(Picture annotation records)
------------------------------

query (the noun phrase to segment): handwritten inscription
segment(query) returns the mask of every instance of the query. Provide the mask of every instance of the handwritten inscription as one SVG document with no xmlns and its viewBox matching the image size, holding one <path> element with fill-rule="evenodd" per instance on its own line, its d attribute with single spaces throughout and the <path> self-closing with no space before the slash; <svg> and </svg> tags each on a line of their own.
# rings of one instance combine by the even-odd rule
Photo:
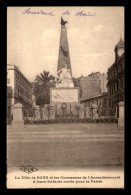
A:
<svg viewBox="0 0 131 195">
<path fill-rule="evenodd" d="M 43 10 L 40 11 L 32 11 L 30 8 L 24 10 L 22 14 L 28 14 L 28 15 L 45 15 L 45 16 L 55 16 L 54 12 L 46 12 Z M 66 10 L 65 12 L 62 13 L 62 15 L 71 15 L 71 12 L 69 10 Z M 75 13 L 75 16 L 95 16 L 95 12 L 84 12 L 84 11 L 79 11 Z"/>
<path fill-rule="evenodd" d="M 48 16 L 55 16 L 55 14 L 53 12 L 45 12 L 43 10 L 40 11 L 31 11 L 30 8 L 26 9 L 23 14 L 42 14 L 42 15 L 48 15 Z"/>
</svg>

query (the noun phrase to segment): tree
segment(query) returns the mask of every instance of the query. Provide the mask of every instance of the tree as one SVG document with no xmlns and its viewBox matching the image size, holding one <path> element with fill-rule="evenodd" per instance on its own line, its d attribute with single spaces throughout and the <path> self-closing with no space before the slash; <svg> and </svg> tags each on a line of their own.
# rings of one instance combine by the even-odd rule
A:
<svg viewBox="0 0 131 195">
<path fill-rule="evenodd" d="M 55 77 L 50 75 L 49 72 L 43 71 L 43 73 L 36 76 L 35 81 L 33 92 L 36 98 L 36 104 L 39 106 L 49 104 L 50 88 L 55 86 Z"/>
</svg>

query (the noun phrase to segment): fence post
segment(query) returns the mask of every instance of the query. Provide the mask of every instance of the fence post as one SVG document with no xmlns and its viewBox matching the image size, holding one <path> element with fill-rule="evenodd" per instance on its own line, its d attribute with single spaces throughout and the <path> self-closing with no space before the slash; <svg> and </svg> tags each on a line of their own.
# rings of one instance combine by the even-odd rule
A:
<svg viewBox="0 0 131 195">
<path fill-rule="evenodd" d="M 24 116 L 23 116 L 23 105 L 20 103 L 11 106 L 11 111 L 13 114 L 13 126 L 24 126 Z"/>
<path fill-rule="evenodd" d="M 118 117 L 118 126 L 124 127 L 124 102 L 119 102 L 119 117 Z"/>
</svg>

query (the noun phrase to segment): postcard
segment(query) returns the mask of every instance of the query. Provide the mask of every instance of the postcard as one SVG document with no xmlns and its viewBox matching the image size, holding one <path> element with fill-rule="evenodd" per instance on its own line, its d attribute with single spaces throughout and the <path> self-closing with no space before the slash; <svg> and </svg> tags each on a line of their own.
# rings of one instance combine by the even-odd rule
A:
<svg viewBox="0 0 131 195">
<path fill-rule="evenodd" d="M 7 7 L 7 188 L 124 188 L 124 7 Z"/>
</svg>

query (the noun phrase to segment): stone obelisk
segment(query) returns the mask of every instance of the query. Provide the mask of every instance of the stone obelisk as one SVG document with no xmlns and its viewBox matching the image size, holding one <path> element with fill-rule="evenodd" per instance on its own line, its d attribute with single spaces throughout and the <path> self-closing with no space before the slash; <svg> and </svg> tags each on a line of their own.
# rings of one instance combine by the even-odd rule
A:
<svg viewBox="0 0 131 195">
<path fill-rule="evenodd" d="M 67 39 L 67 31 L 64 21 L 61 17 L 61 35 L 59 45 L 59 57 L 57 66 L 57 84 L 56 87 L 74 87 L 72 81 L 72 70 L 69 54 L 69 45 Z"/>
<path fill-rule="evenodd" d="M 67 21 L 64 21 L 63 18 L 61 17 L 61 35 L 60 35 L 57 71 L 59 71 L 61 68 L 64 68 L 65 64 L 67 64 L 67 68 L 70 69 L 71 76 L 72 76 L 69 45 L 68 45 L 67 31 L 65 26 L 66 23 Z"/>
</svg>

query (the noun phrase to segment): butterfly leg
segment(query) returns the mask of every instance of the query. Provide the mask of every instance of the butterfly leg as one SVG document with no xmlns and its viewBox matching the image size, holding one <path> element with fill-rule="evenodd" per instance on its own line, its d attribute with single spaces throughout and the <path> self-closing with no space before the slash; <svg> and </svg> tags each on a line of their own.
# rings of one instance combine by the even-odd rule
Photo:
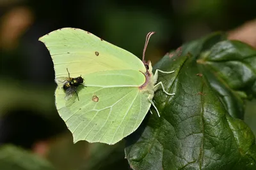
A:
<svg viewBox="0 0 256 170">
<path fill-rule="evenodd" d="M 156 107 L 155 104 L 154 103 L 154 102 L 151 99 L 150 99 L 149 98 L 148 98 L 148 100 L 152 104 L 152 105 L 154 106 L 154 108 L 155 108 L 155 109 L 156 110 L 156 112 L 157 112 L 158 117 L 160 117 L 159 112 L 158 111 L 157 108 Z M 151 113 L 152 113 L 150 110 L 150 111 Z"/>
<path fill-rule="evenodd" d="M 173 95 L 175 94 L 175 93 L 168 93 L 168 92 L 167 92 L 164 90 L 164 85 L 163 85 L 162 81 L 160 81 L 160 82 L 159 82 L 158 83 L 157 83 L 156 85 L 155 85 L 155 86 L 154 87 L 154 91 L 157 90 L 159 89 L 159 87 L 160 85 L 162 87 L 163 91 L 166 94 L 170 95 L 170 96 L 173 96 Z"/>
<path fill-rule="evenodd" d="M 165 74 L 170 74 L 170 73 L 173 73 L 175 71 L 173 70 L 173 71 L 161 71 L 160 69 L 157 69 L 156 70 L 155 74 L 154 74 L 154 80 L 155 81 L 155 82 L 157 81 L 157 78 L 158 78 L 158 71 L 161 72 L 161 73 L 165 73 Z"/>
</svg>

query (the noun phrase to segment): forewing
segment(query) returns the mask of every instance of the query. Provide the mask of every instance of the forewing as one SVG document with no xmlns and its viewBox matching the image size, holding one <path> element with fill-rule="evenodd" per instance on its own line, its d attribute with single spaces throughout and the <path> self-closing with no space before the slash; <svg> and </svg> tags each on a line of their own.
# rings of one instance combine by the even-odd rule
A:
<svg viewBox="0 0 256 170">
<path fill-rule="evenodd" d="M 132 53 L 79 29 L 58 29 L 39 40 L 50 52 L 56 78 L 67 75 L 67 68 L 71 77 L 108 70 L 146 71 L 142 61 Z"/>
<path fill-rule="evenodd" d="M 57 109 L 75 143 L 115 144 L 137 129 L 150 106 L 148 94 L 136 87 L 90 88 L 79 92 L 76 102 L 63 100 L 65 94 L 56 89 Z"/>
</svg>

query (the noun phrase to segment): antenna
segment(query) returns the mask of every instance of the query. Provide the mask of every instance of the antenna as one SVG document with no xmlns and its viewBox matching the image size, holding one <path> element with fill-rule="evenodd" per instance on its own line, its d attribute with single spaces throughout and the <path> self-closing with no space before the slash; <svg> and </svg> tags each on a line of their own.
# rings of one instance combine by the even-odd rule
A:
<svg viewBox="0 0 256 170">
<path fill-rule="evenodd" d="M 143 53 L 142 55 L 142 61 L 144 61 L 144 59 L 145 59 L 145 53 L 146 52 L 146 49 L 147 49 L 147 46 L 148 46 L 149 39 L 150 38 L 150 36 L 155 33 L 156 33 L 156 32 L 151 31 L 151 32 L 149 32 L 148 33 L 148 34 L 147 35 L 146 42 L 145 42 L 145 46 L 144 46 L 144 49 L 143 49 Z"/>
</svg>

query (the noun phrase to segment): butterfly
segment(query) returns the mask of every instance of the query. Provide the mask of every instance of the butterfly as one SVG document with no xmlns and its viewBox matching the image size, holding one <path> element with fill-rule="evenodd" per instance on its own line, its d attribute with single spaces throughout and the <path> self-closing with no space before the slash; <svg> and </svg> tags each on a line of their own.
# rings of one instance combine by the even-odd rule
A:
<svg viewBox="0 0 256 170">
<path fill-rule="evenodd" d="M 56 79 L 63 77 L 66 68 L 74 77 L 82 76 L 86 88 L 79 92 L 79 101 L 65 100 L 65 92 L 58 85 L 55 91 L 56 106 L 76 143 L 86 140 L 113 145 L 129 135 L 141 124 L 152 105 L 152 99 L 161 87 L 167 92 L 158 74 L 172 73 L 156 69 L 152 73 L 150 61 L 145 53 L 141 60 L 132 53 L 113 45 L 93 34 L 76 28 L 54 31 L 39 40 L 52 57 Z"/>
</svg>

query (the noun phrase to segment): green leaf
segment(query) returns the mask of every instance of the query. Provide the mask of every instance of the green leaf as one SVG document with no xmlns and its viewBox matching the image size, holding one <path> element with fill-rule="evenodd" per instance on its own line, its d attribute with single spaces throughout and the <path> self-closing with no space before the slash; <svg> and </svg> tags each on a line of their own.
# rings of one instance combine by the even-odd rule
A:
<svg viewBox="0 0 256 170">
<path fill-rule="evenodd" d="M 253 92 L 256 52 L 226 40 L 221 33 L 185 44 L 181 50 L 154 66 L 175 70 L 159 78 L 175 96 L 157 91 L 154 102 L 161 117 L 152 109 L 153 115 L 148 114 L 126 138 L 130 166 L 134 169 L 255 169 L 255 137 L 239 118 L 243 116 L 244 99 Z"/>
<path fill-rule="evenodd" d="M 13 145 L 0 148 L 0 169 L 53 170 L 46 160 Z"/>
</svg>

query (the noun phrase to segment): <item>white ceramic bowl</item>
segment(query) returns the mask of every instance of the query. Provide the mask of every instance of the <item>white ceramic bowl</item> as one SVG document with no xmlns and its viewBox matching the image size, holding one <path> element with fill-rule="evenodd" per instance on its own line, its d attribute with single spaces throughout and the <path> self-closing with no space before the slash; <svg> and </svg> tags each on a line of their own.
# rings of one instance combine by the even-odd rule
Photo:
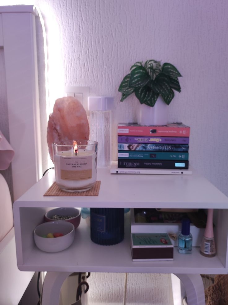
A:
<svg viewBox="0 0 228 305">
<path fill-rule="evenodd" d="M 71 222 L 77 229 L 81 220 L 81 211 L 75 208 L 57 208 L 50 210 L 45 214 L 44 218 L 45 221 L 53 221 L 52 216 L 54 215 L 61 215 L 63 216 L 73 216 L 72 218 L 64 220 L 61 220 L 55 221 L 67 221 Z"/>
<path fill-rule="evenodd" d="M 33 231 L 35 244 L 37 248 L 46 252 L 62 251 L 73 242 L 75 230 L 74 225 L 66 221 L 49 222 L 38 226 Z M 62 233 L 63 236 L 48 238 L 43 237 L 48 233 Z"/>
</svg>

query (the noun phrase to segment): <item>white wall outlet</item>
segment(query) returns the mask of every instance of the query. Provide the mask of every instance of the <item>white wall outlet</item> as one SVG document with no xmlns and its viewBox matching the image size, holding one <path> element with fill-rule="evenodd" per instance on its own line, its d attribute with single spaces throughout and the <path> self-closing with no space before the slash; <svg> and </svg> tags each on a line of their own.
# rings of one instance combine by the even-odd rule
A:
<svg viewBox="0 0 228 305">
<path fill-rule="evenodd" d="M 67 87 L 65 88 L 67 96 L 76 97 L 82 104 L 88 114 L 88 97 L 90 96 L 90 88 L 89 87 L 81 87 L 76 86 Z"/>
</svg>

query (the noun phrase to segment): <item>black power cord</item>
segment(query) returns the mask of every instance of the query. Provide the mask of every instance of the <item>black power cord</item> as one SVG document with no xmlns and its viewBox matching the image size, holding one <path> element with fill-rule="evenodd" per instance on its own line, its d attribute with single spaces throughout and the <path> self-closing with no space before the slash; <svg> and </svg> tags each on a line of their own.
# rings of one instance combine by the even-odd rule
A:
<svg viewBox="0 0 228 305">
<path fill-rule="evenodd" d="M 52 169 L 53 168 L 55 168 L 54 167 L 50 167 L 50 168 L 48 168 L 47 169 L 46 169 L 45 171 L 43 174 L 43 176 L 42 176 L 42 177 L 43 177 L 43 176 L 44 176 L 44 175 L 46 173 L 47 173 L 47 172 L 48 171 L 49 171 L 49 169 Z M 40 302 L 41 294 L 40 294 L 40 286 L 40 286 L 39 285 L 40 278 L 40 274 L 41 274 L 40 271 L 39 271 L 38 272 L 38 276 L 37 278 L 37 293 L 38 293 L 38 295 L 39 296 L 39 300 L 38 301 L 38 303 L 37 304 L 37 305 L 39 305 L 39 304 L 40 303 Z"/>
<path fill-rule="evenodd" d="M 42 176 L 42 177 L 43 177 L 43 176 L 48 171 L 49 171 L 49 169 L 52 169 L 52 168 L 55 168 L 54 167 L 50 167 L 50 168 L 48 168 L 47 169 L 46 169 L 46 170 L 44 172 L 44 173 L 43 174 L 43 176 Z"/>
</svg>

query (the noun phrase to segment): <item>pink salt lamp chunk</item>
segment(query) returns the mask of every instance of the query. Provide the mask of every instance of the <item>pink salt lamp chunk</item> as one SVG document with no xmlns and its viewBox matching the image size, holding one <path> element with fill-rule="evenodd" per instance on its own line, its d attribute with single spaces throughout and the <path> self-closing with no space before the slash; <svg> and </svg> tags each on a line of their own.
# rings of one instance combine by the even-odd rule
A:
<svg viewBox="0 0 228 305">
<path fill-rule="evenodd" d="M 53 142 L 88 140 L 89 134 L 86 112 L 80 102 L 72 96 L 57 99 L 49 116 L 47 135 L 49 153 L 53 163 Z"/>
</svg>

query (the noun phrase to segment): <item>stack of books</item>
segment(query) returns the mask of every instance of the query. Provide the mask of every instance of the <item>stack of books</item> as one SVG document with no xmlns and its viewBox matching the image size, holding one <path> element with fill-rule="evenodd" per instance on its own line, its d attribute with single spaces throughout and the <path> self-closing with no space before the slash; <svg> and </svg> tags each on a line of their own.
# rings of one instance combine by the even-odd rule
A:
<svg viewBox="0 0 228 305">
<path fill-rule="evenodd" d="M 188 168 L 189 126 L 119 124 L 118 132 L 118 168 Z"/>
</svg>

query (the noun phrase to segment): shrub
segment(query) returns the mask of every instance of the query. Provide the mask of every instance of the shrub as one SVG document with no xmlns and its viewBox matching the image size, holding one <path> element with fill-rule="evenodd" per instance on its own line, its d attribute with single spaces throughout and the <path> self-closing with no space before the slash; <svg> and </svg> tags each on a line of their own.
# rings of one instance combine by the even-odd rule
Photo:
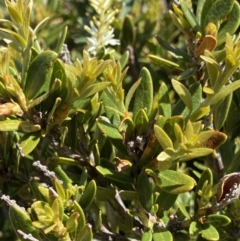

------------------------------

- TASK TO CARRY OUT: Put the lines of the items starting at the one containing "query (the noun phrase to segment): postcard" and ending at the one containing "of the postcard", both included, into a numbered list, leaving out any blank lines.

- SOLUTION TO THE PROBLEM:
1. query (the noun phrase to segment): postcard
2. segment(query) returns the mask of every instance of the query. Provide the mask of every instance of the postcard as one SVG document with no xmlns and its viewBox matching the image size, holding one <path> element with fill-rule="evenodd" per instance on its own line, its d attribute with single spaces throughout and the <path> self-closing with no space before the slash; <svg> and </svg> tags each on a line of their own.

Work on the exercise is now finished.